*Document excerpt:*
126 minutes | MPAA rating: PG-13

If in the New  Year America’s landfills are suddenly overflowing with discarded cooking paraphernalia you can blame “Dark Waters,” Todd Haynes’ fact-based examination of how DuPont, in developing Teflon, pretty much poisoned the world.

This legal procedural follows a decade long effort by Robert Bilott, an attorney whose firm counts DuPont as one of its major clients, to determine why first the cattle and later the people living around Parkersburg, West Virginia, began exhibiting bizarre birth defects, horrendous tumors and unexpectedly high death rates.

This isn’t the first time that Haynes have gone off on an environmental tangent. in 1995’s “Safe” he examined the plight of a woman who is literally allergic to just about aspect in modern life. But “Dark Waters” is unique in that it is the most straightforward, unambiguously non-artsy film in a directorial career marked by titles like “Far from Heaven,” “Velvet Goldmine” and “I’m Not There.”

In fact, the artsiest thing in the movie is its gray/blue palette…surely the sun sometimes shines in West Virginia?

Bilott, played with quiet intensity by Mark Ruffalo, is a big-city lawyer whose job is to defend chemical companies.  Then he’s approached by farmer Wilbur Tennant (Bill Camp), an acquaintance of his grandma, who demands that the high-priced attorney investigate the death of more than 100 of his cows after they drank from a stream on his land.

*What is required:*
Carry the review of "Dark Waters" forward from its final sentence. The rows that come next have no connection to the film review above.

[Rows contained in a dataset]
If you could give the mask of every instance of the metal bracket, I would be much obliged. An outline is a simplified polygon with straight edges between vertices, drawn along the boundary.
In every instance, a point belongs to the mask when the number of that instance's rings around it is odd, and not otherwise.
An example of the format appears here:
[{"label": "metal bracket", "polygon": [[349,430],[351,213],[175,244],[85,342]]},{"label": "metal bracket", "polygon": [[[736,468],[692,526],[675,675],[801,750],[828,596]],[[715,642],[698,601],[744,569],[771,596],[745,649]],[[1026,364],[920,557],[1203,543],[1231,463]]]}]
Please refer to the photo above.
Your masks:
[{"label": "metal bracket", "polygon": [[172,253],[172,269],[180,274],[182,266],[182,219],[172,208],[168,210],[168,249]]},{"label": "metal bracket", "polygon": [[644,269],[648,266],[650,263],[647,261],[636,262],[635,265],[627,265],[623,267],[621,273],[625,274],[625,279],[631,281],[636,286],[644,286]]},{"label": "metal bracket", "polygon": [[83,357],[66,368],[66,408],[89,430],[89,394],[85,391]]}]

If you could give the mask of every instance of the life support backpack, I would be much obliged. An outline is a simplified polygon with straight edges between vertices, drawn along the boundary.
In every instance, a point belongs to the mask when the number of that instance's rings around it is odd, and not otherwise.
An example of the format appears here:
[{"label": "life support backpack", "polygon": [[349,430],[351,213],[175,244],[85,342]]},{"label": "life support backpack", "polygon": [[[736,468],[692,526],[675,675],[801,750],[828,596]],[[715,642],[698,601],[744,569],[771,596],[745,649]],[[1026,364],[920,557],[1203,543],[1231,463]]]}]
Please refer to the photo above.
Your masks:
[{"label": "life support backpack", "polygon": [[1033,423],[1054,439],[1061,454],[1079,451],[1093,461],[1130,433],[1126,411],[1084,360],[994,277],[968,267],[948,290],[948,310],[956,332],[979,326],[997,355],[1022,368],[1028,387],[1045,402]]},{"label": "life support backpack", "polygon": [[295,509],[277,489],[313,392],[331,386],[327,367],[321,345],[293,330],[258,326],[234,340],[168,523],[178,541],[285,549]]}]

*Output for this task:*
The Tennant property  abuts a decades-old DuPont waste storage facility; almost from the get-go Bilott (and those of us in the audience) knows where this is going. The problem is proving it.

Matthew Michael Carnahan and Mario Correa’s screenplay (adapted from Nathaniel Rich’s magazine article) simultaneously focuses on Billot’s long search for answers and his personal journey, using what’s he’s learned representing chemical giants to go after them.

At the same time his singleminded devotion to the case threatens his marriage to Sarah (Anne Hathaway) and his job at a big Cincinnati law firm, where the partners (led by Tim Robbins)  only give him leave to pursue the Dupont matter in the hopes of getting a piece of a massive settlement.